-------- Given entries

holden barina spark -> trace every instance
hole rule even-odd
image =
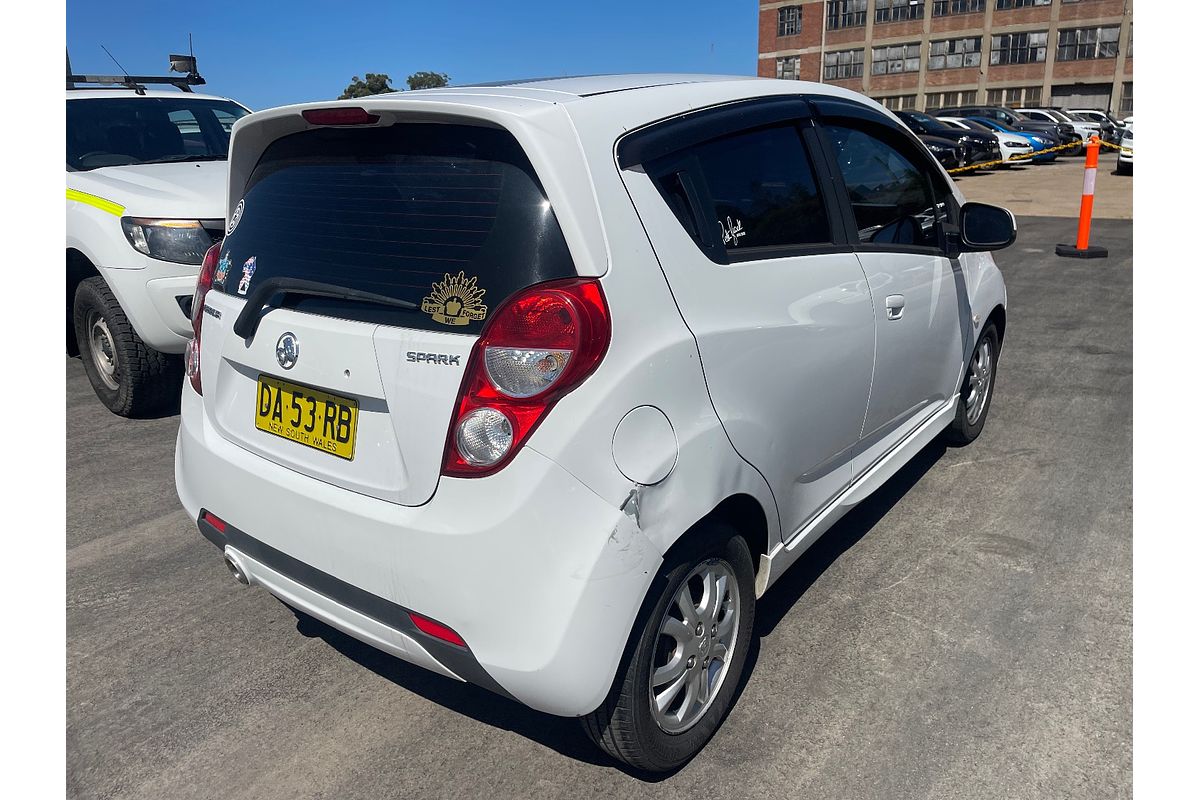
[[[758,598],[987,418],[1015,237],[890,112],[693,75],[234,127],[179,497],[234,576],[665,771]]]

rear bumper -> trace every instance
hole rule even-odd
[[[248,412],[249,413],[249,412]],[[299,445],[297,445],[299,446]],[[401,506],[223,439],[185,386],[180,500],[253,583],[356,638],[540,711],[579,716],[612,685],[661,554],[633,519],[529,447],[487,478]],[[458,648],[415,630],[414,611]]]

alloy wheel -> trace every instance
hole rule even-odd
[[[974,425],[987,405],[988,393],[992,390],[992,342],[985,338],[975,349],[971,366],[967,371],[967,424]]]
[[[658,624],[650,671],[650,713],[667,733],[704,716],[729,673],[741,599],[733,568],[719,558],[696,566]]]

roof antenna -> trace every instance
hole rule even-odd
[[[121,62],[120,62],[120,61],[117,61],[117,57],[116,57],[116,56],[114,56],[112,53],[109,53],[109,52],[108,52],[108,48],[107,48],[107,47],[105,47],[104,45],[100,45],[100,49],[101,49],[101,50],[103,50],[105,53],[108,53],[108,57],[112,59],[112,61],[113,61],[113,63],[114,63],[114,64],[116,64],[118,67],[121,67]],[[122,75],[124,75],[126,78],[128,78],[128,77],[129,77],[129,70],[125,69],[124,67],[121,67],[121,74],[122,74]]]

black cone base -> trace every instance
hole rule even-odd
[[[1063,258],[1108,258],[1108,248],[1092,245],[1086,250],[1080,250],[1073,244],[1055,246],[1054,254]]]

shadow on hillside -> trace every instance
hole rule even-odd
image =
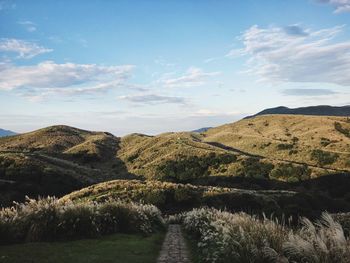
[[[112,137],[111,137],[112,138]],[[62,197],[100,182],[115,179],[140,179],[129,173],[119,159],[120,141],[98,145],[101,151],[53,153],[44,151],[2,153],[0,156],[0,207],[25,197]],[[23,161],[23,157],[24,160]]]
[[[242,177],[209,177],[196,179],[194,185],[231,187],[258,190],[254,193],[223,193],[206,197],[205,204],[229,211],[245,211],[253,214],[265,213],[283,219],[291,216],[294,223],[299,216],[319,218],[322,212],[350,212],[350,174],[329,174],[298,183]],[[277,190],[260,192],[259,190]],[[295,192],[279,192],[288,190]],[[271,199],[272,198],[272,199]],[[204,202],[204,201],[203,201]]]
[[[212,176],[190,181],[194,185],[220,186],[249,190],[290,190],[296,192],[322,192],[332,198],[344,198],[350,202],[350,173],[336,173],[296,183],[272,179]]]

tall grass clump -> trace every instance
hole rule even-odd
[[[201,262],[350,262],[350,243],[341,226],[324,213],[316,223],[302,218],[292,229],[278,220],[200,208],[181,221],[195,240]]]
[[[302,225],[284,243],[284,252],[292,262],[350,262],[350,242],[330,214],[323,213],[316,223],[302,218]]]
[[[150,234],[164,226],[152,205],[106,201],[73,203],[27,199],[0,210],[0,243],[67,240],[111,233]]]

----------------

Beginning with the line containing "alloy wheel -> trace every instance" in the material above, copy every line exactly until you have copied the line containing "black cone base -> trace every instance".

Solution:
alloy wheel -> trace every instance
hole rule even-odd
[[[974,425],[987,405],[988,393],[992,390],[992,342],[985,338],[975,349],[971,366],[967,371],[967,424]]]
[[[658,624],[650,671],[650,713],[667,733],[704,716],[729,673],[741,599],[733,568],[719,558],[696,566]]]

roof antenna -> trace every instance
hole rule even-odd
[[[121,62],[120,62],[120,61],[117,61],[117,57],[116,57],[116,56],[114,56],[112,53],[109,53],[109,52],[108,52],[108,48],[107,48],[107,47],[105,47],[104,45],[100,45],[100,49],[101,49],[101,50],[103,50],[105,53],[108,53],[108,57],[112,59],[112,61],[113,61],[113,63],[114,63],[114,64],[116,64],[118,67],[121,67]],[[122,75],[124,75],[126,78],[128,78],[128,77],[129,77],[129,70],[125,69],[124,67],[121,67],[121,74],[122,74]]]

black cone base -> trace every instance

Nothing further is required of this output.